EXERCISE: Every line that contains "below" must be located and copied from the data.

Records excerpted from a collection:
================

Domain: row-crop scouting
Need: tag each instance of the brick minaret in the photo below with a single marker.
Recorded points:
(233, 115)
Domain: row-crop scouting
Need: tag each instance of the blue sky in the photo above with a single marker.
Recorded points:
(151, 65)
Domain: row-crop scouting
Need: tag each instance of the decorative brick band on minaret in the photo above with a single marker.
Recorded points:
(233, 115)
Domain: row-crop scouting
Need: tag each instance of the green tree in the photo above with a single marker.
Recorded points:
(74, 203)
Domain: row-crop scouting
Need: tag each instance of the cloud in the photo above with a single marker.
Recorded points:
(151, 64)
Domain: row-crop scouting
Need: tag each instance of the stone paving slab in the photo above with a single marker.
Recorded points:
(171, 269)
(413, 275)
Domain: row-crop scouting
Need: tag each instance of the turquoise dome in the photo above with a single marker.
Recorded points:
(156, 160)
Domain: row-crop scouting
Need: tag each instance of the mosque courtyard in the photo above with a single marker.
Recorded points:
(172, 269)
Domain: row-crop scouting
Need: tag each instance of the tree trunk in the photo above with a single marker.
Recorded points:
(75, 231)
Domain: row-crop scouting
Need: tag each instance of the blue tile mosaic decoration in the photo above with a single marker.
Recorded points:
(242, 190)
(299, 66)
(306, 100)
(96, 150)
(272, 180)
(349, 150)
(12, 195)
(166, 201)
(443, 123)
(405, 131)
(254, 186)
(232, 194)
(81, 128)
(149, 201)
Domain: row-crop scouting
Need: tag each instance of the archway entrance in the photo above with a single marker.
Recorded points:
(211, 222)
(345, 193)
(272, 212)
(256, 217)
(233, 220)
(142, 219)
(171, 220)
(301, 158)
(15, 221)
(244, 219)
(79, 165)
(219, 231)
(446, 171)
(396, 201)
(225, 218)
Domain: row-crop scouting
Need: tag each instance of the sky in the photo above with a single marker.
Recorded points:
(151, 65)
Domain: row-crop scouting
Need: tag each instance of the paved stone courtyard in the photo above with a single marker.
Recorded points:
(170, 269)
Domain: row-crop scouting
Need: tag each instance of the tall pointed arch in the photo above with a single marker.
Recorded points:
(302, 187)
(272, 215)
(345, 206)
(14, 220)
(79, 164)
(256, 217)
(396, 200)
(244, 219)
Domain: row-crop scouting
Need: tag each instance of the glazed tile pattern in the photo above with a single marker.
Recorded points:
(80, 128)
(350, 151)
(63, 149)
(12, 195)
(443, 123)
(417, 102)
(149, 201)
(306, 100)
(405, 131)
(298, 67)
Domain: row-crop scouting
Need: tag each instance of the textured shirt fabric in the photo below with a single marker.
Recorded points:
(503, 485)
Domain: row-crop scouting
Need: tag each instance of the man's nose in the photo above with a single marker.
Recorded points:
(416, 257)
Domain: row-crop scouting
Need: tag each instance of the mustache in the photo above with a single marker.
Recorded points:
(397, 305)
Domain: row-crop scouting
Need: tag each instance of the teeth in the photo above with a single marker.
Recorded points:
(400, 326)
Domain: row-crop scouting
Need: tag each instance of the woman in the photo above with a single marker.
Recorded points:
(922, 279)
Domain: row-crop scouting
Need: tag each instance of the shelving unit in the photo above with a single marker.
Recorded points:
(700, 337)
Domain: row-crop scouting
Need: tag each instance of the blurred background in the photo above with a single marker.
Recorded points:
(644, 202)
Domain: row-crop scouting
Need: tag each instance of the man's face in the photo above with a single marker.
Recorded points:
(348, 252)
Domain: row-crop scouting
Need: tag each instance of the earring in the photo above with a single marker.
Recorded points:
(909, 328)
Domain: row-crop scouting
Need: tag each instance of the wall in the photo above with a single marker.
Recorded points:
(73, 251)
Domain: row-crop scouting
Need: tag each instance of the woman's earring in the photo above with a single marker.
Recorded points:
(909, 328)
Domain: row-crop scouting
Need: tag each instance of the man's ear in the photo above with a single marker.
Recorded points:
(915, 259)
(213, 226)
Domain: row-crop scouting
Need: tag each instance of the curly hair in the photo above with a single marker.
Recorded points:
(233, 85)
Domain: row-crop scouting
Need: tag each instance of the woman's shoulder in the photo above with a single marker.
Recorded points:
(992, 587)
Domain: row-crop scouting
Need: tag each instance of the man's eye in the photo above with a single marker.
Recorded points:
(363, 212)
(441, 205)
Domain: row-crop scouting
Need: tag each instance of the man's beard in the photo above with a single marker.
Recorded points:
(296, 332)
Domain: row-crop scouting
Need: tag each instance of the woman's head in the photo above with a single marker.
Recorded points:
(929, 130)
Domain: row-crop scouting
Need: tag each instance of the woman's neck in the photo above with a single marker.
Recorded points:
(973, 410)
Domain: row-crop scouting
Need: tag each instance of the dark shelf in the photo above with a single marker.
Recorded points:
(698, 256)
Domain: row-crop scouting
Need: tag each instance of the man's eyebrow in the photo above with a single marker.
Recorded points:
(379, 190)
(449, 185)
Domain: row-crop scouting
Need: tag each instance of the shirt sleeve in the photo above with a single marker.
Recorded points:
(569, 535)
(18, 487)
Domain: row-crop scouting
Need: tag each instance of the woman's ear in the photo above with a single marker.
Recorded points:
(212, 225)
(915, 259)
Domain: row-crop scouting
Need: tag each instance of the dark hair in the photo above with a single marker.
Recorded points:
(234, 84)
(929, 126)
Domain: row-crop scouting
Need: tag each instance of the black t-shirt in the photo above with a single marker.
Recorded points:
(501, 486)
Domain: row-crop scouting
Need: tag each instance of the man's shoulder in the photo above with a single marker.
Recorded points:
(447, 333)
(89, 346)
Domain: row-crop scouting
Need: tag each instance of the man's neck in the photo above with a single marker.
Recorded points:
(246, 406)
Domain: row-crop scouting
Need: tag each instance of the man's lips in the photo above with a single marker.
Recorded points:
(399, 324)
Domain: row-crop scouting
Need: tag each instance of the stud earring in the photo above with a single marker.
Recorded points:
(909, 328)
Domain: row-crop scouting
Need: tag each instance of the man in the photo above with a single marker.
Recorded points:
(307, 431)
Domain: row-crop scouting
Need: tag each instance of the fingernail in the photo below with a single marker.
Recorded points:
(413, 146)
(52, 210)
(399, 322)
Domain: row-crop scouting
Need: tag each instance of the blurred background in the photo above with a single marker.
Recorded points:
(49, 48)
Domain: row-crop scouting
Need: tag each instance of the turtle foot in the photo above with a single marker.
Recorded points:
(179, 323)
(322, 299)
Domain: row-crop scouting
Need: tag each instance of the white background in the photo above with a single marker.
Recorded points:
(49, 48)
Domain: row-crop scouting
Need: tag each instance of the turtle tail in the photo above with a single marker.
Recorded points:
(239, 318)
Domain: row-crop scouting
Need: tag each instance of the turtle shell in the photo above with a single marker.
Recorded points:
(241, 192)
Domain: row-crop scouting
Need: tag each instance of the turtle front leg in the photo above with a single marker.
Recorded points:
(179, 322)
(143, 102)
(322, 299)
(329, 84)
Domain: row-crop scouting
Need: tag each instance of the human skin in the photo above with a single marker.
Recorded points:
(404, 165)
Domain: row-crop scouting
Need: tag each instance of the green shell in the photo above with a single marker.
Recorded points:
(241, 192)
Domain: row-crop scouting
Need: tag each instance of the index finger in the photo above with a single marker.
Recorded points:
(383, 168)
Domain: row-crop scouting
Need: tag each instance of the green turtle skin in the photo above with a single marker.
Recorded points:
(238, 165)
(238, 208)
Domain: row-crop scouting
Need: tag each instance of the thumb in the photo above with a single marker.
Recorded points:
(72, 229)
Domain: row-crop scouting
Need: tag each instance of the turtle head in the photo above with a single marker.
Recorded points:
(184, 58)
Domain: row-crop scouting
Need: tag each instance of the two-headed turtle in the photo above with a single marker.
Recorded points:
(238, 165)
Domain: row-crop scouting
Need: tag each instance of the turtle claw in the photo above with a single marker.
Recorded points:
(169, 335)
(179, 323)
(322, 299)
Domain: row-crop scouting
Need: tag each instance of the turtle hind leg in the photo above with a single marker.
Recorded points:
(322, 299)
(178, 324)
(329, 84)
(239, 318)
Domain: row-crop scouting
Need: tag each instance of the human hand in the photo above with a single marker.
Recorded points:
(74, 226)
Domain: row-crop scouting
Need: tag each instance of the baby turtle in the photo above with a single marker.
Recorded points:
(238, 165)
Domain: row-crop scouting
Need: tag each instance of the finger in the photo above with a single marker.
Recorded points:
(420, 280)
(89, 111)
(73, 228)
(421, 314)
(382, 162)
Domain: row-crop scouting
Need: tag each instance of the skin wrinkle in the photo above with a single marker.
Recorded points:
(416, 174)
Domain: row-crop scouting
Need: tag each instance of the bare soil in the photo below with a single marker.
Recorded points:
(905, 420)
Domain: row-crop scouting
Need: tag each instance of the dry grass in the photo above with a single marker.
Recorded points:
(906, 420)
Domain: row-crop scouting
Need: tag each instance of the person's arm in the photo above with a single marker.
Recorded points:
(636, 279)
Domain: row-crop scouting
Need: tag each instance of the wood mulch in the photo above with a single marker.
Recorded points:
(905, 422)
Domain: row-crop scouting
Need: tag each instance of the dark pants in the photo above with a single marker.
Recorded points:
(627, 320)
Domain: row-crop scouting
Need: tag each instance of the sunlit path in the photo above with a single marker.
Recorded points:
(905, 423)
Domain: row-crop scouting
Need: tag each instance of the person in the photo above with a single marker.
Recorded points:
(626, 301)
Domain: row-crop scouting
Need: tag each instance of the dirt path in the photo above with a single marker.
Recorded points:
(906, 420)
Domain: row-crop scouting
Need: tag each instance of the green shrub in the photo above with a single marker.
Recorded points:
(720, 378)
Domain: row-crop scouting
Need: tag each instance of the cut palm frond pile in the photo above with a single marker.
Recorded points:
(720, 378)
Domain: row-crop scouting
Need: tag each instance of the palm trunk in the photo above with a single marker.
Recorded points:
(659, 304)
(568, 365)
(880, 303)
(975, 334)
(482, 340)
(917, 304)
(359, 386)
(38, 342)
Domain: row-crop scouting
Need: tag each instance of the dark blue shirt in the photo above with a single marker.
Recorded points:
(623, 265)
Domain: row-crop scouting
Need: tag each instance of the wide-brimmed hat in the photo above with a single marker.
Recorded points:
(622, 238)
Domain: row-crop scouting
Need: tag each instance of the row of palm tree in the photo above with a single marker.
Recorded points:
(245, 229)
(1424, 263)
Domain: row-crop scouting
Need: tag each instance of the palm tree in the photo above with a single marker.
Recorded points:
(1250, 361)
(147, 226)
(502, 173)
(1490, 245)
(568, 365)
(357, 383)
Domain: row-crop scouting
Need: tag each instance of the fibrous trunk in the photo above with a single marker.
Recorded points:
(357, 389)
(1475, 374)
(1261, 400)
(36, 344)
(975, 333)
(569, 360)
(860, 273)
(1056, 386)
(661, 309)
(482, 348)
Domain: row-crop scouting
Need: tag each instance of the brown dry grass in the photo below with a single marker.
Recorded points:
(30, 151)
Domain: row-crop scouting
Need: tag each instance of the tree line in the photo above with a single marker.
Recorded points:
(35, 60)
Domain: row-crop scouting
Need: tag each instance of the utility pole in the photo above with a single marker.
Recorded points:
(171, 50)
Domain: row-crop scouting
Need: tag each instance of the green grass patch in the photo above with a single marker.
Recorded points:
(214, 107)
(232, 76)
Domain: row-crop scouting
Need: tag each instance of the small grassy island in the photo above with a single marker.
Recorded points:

================

FINISHED TASK:
Need: tag each instance of the brick minaret in the photo below with a single marker.
Need: tag each instance of the textured shirt fabric in the photo below with a single marker.
Need: tag each instance of the fingernail in the photo below with a single marker.
Need: tag each instance of the bare soil in the photo below with a single marker.
Need: tag each instance of the brown dry grass in the photo below with a single marker.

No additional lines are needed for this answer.